» **WHAT IS EXPECTED**
Each line containing the word "interior" must be copied from the material below.

******************************

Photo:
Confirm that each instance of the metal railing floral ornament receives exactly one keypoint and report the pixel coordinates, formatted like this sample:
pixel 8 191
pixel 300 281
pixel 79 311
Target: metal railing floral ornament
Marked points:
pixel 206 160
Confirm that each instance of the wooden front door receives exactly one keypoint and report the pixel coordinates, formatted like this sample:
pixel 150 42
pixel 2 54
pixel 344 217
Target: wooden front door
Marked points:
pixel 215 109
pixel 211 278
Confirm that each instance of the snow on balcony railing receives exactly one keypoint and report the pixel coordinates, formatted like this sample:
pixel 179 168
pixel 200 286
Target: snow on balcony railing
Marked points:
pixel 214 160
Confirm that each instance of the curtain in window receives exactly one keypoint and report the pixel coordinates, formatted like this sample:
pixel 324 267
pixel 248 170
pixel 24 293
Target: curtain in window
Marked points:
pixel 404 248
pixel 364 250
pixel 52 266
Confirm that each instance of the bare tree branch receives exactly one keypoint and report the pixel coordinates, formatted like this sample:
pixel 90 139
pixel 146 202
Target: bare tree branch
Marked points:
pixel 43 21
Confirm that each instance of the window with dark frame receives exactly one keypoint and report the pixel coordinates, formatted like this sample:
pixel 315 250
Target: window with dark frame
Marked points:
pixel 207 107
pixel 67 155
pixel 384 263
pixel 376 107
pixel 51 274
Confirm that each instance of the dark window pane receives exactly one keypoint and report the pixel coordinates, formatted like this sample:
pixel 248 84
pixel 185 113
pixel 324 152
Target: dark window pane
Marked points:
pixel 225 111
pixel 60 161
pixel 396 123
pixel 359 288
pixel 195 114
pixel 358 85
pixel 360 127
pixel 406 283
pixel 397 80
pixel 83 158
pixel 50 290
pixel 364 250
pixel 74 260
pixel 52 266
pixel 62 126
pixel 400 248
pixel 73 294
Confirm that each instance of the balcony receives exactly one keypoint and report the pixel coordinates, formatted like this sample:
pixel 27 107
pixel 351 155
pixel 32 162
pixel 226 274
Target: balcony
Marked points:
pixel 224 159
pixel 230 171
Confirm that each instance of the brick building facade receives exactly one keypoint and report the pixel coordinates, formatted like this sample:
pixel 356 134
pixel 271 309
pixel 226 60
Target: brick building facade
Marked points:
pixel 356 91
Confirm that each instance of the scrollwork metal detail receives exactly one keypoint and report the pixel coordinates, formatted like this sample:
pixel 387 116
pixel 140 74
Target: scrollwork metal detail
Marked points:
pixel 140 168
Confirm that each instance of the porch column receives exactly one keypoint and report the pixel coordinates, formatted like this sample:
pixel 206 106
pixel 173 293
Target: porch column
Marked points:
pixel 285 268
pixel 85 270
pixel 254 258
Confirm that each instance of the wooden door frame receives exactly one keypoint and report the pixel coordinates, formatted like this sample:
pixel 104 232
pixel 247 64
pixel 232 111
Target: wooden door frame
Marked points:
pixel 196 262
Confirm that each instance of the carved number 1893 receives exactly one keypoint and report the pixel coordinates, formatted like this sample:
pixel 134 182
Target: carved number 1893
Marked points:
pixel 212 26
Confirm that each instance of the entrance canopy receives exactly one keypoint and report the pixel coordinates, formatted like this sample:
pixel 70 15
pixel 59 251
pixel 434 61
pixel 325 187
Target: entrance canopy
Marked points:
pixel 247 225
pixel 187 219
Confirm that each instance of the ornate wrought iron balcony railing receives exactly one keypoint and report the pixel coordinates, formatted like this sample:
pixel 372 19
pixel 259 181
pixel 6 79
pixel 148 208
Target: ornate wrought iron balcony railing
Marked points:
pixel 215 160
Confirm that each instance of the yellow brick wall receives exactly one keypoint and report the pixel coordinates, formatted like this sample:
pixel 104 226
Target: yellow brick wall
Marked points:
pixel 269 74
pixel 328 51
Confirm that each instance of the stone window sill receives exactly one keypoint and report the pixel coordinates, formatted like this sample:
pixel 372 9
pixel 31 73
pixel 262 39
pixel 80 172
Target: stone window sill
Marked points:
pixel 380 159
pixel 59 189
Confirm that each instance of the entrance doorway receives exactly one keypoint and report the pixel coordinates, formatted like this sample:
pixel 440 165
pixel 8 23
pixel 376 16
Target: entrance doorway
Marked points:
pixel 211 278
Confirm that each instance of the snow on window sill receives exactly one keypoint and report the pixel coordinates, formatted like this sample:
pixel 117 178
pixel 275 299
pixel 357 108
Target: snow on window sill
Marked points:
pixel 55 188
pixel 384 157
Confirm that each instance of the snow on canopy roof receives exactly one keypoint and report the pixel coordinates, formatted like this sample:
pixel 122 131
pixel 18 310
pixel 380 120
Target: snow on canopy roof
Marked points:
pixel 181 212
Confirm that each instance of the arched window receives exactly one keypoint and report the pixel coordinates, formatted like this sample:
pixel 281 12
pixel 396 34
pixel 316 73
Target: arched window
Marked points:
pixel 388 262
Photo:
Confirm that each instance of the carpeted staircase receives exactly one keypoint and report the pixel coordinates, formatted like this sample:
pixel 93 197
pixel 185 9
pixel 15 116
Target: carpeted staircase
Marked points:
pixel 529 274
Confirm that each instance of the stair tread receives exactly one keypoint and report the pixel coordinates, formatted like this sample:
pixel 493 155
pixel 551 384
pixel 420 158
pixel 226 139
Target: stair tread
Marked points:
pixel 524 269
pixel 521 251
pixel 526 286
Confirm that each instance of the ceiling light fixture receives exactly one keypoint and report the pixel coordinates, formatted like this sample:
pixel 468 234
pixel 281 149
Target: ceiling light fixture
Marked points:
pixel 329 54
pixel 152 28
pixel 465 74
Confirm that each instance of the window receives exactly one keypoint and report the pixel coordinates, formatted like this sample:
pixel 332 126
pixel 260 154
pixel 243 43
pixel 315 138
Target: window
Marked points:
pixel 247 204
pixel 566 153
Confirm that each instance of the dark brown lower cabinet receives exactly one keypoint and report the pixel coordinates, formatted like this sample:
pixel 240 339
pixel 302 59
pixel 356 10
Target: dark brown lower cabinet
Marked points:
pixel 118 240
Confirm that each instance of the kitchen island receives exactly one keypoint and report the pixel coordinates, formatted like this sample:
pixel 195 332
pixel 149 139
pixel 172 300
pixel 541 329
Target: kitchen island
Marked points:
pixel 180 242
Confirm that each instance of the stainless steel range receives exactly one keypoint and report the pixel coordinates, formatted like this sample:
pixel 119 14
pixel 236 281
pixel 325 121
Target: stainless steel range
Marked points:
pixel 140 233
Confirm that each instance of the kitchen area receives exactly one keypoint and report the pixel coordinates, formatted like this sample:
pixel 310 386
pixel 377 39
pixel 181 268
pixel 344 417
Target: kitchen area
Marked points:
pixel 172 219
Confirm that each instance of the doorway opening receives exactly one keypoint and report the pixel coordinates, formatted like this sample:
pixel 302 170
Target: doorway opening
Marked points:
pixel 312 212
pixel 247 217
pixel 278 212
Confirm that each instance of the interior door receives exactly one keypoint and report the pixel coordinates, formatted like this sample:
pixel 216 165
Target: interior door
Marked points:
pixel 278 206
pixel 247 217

******************************

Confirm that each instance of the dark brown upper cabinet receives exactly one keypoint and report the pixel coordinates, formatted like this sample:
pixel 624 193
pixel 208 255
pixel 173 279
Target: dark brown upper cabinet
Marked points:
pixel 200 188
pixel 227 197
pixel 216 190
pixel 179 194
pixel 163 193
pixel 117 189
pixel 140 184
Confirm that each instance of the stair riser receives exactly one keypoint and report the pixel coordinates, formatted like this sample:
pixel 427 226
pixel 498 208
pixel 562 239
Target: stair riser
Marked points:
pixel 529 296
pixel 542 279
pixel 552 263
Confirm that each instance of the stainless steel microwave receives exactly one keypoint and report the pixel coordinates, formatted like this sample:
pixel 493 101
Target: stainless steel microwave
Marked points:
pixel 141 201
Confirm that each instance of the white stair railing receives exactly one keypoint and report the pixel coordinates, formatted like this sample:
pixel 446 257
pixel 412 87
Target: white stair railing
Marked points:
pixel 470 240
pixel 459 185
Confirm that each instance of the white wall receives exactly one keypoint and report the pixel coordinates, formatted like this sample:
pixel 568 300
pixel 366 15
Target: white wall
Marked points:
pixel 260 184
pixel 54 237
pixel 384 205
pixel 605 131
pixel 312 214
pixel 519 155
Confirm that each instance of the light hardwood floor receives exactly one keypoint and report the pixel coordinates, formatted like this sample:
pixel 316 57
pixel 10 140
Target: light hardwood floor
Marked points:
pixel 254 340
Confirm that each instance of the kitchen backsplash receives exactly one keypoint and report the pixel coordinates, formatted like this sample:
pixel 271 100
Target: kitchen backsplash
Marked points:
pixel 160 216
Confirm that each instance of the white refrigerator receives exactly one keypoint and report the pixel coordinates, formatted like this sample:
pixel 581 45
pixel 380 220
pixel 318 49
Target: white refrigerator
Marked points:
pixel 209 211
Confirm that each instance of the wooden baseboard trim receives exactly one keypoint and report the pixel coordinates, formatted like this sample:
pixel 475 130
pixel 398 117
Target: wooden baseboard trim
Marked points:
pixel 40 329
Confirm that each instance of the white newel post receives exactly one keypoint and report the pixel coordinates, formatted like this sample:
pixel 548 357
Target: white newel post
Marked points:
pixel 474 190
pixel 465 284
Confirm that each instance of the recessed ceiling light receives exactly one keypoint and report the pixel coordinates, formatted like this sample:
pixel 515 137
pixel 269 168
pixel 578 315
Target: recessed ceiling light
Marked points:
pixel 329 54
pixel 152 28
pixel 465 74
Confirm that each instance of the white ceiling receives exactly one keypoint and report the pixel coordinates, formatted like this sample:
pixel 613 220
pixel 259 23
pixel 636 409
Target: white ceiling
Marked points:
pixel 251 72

******************************

» **RESPONSE TO THIS EXERCISE**
Confirm that each instance of the interior door receives exactly one keypoint and report the pixel coordinates, formatted like this sample:
Target: interior door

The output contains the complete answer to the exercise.